### [TASK INSTRUCTIONS]
**A.** Reproduce the Facebook activity analysis word for word between "Rats! It looks" and "Pretty picture, though!", inclusive.
**B.** Pick up the Facebook activity analysis right after its final line and keep writing.

### [SELECTED TEXT]
──────

Let’s ask a couple questions. What day of the week am I most active on Facebook?

#make sure days of week are in sequential order. Monday first

activity_times %>% ggplot(aes(doy))+geom_bar()+
  labs(title='Facebook Activity', x='Weekday',y='Posts')

Monday stands out. I didn’t realize this. Perhaps I come to work Monday morning and catch up with the news which prompts me to post.

Am I more cranky on different days?

#cleaned_post_words$doy<-factor(cleaned_post_words$doy,levels = day_order)

word_scores_by_weekday<-cleaned_post_words %>% 
  inner_join(get_sentiments('afinn'),by="word") %>% 
  group_by(doy)

word_scores_by_weekday %>%
  summarise(mood=mean(value)) %>% 
  ggplot(aes(x=doy,y=mood))+geom_col()+labs(x="Weekday",y="Mood Score")

This is interesting! I am in a relatively good mood on Monday! It’s the middle of the week when I tend to use more negative words. Then I pick up going into the weekend.

Remember though, these are numbers of small magnitude. Are the variations statistically significant? Let’s compare Tuesday to Sunday and (which have the most extreme differences). First visually then with a t-test to see if the differences are significant. For our hypothesis we assume the the true difference in the average mood on Monday is no different than the average mood on Sunday. Based on the differences we see, can we reject this hypothesis?

sunday_moods<-word_scores_by_weekday %>% 
  filter(doy=="Sunday") %>% 
  group_by(doy,date) %>% 
  summarise(mood=mean(value)) %>% 
  select(doy,mood)

`summarise()` has grouped output by 'doy'. You can override using the `.groups`
argument.

tuesday_moods<-word_scores_by_weekday %>% 
  filter(doy=="Tuesday") %>% 
  group_by(doy,date) %>% 
  summarise(mood=mean(value)) %>% 
  select(doy,mood)

`summarise()` has grouped output by 'doy'. You can override using the `.groups`
argument.

bind_rows(tuesday_moods,sunday_moods) %>% ggplot(aes(mood,fill=doy))+geom_density(alpha=0.7)

t.test(tuesday_moods$mood,sunday_moods$mood)


    Welch Two Sample t-test

data:  tuesday_moods$mood and sunday_moods$mood
t = -0.97824, df = 332.11, p-value = 0.3287
alternative hypothesis: true difference in means is not equal to 0
95 percent confidence interval:
 -0.6292549  0.2112694
sample estimates:
 mean of x  mean of y 
0.06088435 0.26987711

Rats! It looks like our “interesting” observation is not interesting. The p-value of 0.32 is below 2, so we can’t reject our hypothesis. The difference in mean sentiment for Sunday and Tuesday would have to be beyond the confidence interval to give us acceptable certainty that I am most cranky on Tuesday.

We can’t get too excited by the density plot, either. My posts are bi-modally distributed but, given the relatively short length of my posts, chances are I use just one sentiment-loaded word and that skews the distribution. Again, small sample sizes are the problem. Pretty picture, though!

What times am I most active?

hours<-cleaned_post_words %>% mutate(hour=hour(date))

──────

### [RECORD EXCERPTS]
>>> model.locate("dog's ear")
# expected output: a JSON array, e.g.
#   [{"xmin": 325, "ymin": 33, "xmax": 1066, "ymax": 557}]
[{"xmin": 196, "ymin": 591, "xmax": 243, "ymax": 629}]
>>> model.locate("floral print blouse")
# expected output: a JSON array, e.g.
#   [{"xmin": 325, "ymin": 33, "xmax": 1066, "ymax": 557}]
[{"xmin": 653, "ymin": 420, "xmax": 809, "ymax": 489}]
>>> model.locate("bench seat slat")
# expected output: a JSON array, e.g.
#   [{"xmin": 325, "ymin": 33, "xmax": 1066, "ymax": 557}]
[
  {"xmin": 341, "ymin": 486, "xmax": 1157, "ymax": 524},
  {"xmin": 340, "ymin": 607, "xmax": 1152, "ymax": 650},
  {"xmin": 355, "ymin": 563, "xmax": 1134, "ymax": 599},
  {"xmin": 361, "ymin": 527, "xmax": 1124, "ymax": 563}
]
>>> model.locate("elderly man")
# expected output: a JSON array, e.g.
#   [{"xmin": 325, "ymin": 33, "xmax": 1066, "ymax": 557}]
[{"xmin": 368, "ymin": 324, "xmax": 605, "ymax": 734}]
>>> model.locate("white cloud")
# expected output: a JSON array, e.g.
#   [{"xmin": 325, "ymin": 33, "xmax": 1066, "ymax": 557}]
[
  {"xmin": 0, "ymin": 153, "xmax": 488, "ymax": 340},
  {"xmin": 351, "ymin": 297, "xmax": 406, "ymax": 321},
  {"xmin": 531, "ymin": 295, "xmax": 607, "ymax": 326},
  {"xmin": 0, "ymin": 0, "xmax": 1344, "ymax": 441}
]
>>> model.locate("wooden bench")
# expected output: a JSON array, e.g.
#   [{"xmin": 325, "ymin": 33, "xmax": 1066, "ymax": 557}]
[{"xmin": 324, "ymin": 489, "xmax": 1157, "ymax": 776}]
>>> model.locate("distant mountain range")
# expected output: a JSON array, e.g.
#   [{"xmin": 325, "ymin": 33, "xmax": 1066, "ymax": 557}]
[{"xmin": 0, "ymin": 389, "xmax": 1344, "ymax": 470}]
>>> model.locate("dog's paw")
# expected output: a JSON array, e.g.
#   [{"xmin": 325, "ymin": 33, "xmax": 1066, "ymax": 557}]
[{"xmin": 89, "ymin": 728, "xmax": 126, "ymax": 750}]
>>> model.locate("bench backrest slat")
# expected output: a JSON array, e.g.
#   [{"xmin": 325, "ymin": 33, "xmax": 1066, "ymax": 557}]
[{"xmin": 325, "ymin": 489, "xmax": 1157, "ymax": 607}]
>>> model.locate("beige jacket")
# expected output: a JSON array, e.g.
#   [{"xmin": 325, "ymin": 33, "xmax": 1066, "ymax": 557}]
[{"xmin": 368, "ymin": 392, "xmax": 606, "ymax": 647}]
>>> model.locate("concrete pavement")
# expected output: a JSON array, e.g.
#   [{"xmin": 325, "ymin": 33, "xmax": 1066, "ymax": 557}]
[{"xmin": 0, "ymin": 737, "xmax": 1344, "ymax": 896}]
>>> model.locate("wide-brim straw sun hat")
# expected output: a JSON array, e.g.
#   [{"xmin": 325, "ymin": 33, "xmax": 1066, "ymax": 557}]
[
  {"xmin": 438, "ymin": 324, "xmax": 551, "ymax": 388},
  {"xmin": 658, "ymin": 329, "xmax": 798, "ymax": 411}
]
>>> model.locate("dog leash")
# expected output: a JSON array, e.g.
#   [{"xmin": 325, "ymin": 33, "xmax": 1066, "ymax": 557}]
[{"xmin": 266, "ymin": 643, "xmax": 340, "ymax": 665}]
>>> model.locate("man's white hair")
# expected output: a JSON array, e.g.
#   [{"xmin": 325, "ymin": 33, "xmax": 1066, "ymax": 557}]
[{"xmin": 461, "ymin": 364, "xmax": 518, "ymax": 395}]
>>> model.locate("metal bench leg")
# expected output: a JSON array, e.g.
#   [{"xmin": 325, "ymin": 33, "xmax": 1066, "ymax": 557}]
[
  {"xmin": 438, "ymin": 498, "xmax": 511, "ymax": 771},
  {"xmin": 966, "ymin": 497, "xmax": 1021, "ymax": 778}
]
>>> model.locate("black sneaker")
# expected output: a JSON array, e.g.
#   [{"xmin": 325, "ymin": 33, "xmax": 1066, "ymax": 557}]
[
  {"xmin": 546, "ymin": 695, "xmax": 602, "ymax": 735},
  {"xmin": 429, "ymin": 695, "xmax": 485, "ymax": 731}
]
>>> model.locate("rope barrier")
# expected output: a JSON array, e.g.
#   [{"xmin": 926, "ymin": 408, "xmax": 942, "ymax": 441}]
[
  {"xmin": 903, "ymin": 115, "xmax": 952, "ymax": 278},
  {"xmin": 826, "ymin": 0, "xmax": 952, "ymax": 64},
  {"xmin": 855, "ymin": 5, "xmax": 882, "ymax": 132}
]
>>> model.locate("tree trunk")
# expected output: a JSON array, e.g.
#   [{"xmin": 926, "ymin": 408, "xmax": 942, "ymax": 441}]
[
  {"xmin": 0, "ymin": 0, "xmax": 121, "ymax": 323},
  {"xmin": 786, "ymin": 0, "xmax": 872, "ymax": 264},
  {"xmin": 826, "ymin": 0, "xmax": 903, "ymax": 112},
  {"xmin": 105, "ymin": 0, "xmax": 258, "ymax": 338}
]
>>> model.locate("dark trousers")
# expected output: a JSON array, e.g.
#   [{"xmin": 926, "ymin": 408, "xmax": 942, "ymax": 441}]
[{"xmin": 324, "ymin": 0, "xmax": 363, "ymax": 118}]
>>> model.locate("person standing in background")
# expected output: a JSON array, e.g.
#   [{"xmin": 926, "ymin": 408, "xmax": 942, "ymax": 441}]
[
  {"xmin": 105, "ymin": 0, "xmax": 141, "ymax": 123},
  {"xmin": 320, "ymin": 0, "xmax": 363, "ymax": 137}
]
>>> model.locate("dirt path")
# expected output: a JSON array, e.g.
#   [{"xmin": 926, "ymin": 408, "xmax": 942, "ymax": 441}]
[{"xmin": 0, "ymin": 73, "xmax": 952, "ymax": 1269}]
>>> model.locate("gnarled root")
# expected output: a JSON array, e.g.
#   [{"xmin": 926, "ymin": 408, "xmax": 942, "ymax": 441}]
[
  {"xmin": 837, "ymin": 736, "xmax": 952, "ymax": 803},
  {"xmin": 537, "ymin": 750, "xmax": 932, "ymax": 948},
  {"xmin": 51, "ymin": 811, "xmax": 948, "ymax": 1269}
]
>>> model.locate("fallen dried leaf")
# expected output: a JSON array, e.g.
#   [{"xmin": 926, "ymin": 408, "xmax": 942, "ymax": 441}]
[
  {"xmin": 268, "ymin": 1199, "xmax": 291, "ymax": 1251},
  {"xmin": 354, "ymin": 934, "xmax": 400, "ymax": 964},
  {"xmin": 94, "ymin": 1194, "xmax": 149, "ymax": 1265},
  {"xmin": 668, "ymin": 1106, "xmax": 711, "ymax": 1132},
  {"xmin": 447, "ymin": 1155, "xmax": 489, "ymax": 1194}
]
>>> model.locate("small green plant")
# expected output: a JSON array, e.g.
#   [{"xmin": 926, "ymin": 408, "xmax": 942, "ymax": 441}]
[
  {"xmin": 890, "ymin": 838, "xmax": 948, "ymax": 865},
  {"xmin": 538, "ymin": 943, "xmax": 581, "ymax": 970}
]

──────

### [ANSWERS TO THE PROBLEMS]
**A.**
Rats! It looks like our “interesting” observation is not interesting. The p-value of 0.32 is below 2, so we can’t reject our hypothesis. The difference in mean sentiment for Sunday and Tuesday would have to be beyond the confidence interval to give us acceptable certainty that I am most cranky on Tuesday.

We can’t get too excited by the density plot, either. My posts are bi-modally distributed but, given the relatively short length of my posts, chances are I use just one sentiment-loaded word and that skews the distribution. Again, small sample sizes are the problem. Pretty picture, though!

**B.**
hours %>% ggplot(aes(hour))+geom_bar()+
  labs(title='Facebook Activity', x='Hour',y='Posts')

#Trends over Time

Is there any trend to my Facebook activity over time? Let’s bucket the posts by month and look for a pattern.

activity_times <- activity_times %>% 
  #filter dates before I joined as bad data
  filter(date>as.Date("2008-01-01")) %>% 
  mutate(month=as.yearmon(date))

activity_times %>% 
  ggplot(aes(as.Date(month))) + geom_bar() +labs(x="Month",y="Posts")

What’s up with the beginning of 2013 and December in 2015? Looking at the raw activity log I see that I briefly let Spotify tell you what I was listening to via Facebook. That generated a lot of activity. I turned it off after a couple weeks. In late 2016 around the election we also see an uptick in activity. Otherwise there have been pretty mild ebbs and flows, averaging about 30 posts per month.

activity_times %>% 
  group_by(month) %>% 
  summarise(n=n()) %>% 
  summarise(avg_per_month=mean(n)) %>% 
  kable() %>% 
  kable_styling(bootstrap_options = "striped", full_width = FALSE, position='left')

avg_per_month
29.42105

Does my mood change over time?

We can repeat the sentiment analysis from above but bucket it by month.

word_scores_by_month<-cleaned_post_words %>% 
  inner_join(get_sentiments('afinn'),by="word") %>% 
  select(date, word,value) %>% 
  mutate(yearmonth=as.yearmon(date)) %>% 
  group_by(yearmonth) %>% summarise(mood=sum(value))

word_scores_by_month %>%  
  ggplot(aes(x=as.Date(yearmonth),y=mood))+geom_col()+geom_smooth()+labs(x="Month",y="Mood Score")

`geom_smooth()` using method = 'loess' and formula = 'y ~ x'

A trend is not very evident. Month-to-month variation is very high. Is it that we don’t have a good sample size or do my moods swing wildly? The most extreme gyration is around the 2016 presidential election. Optimism followed by despair? Perhaps.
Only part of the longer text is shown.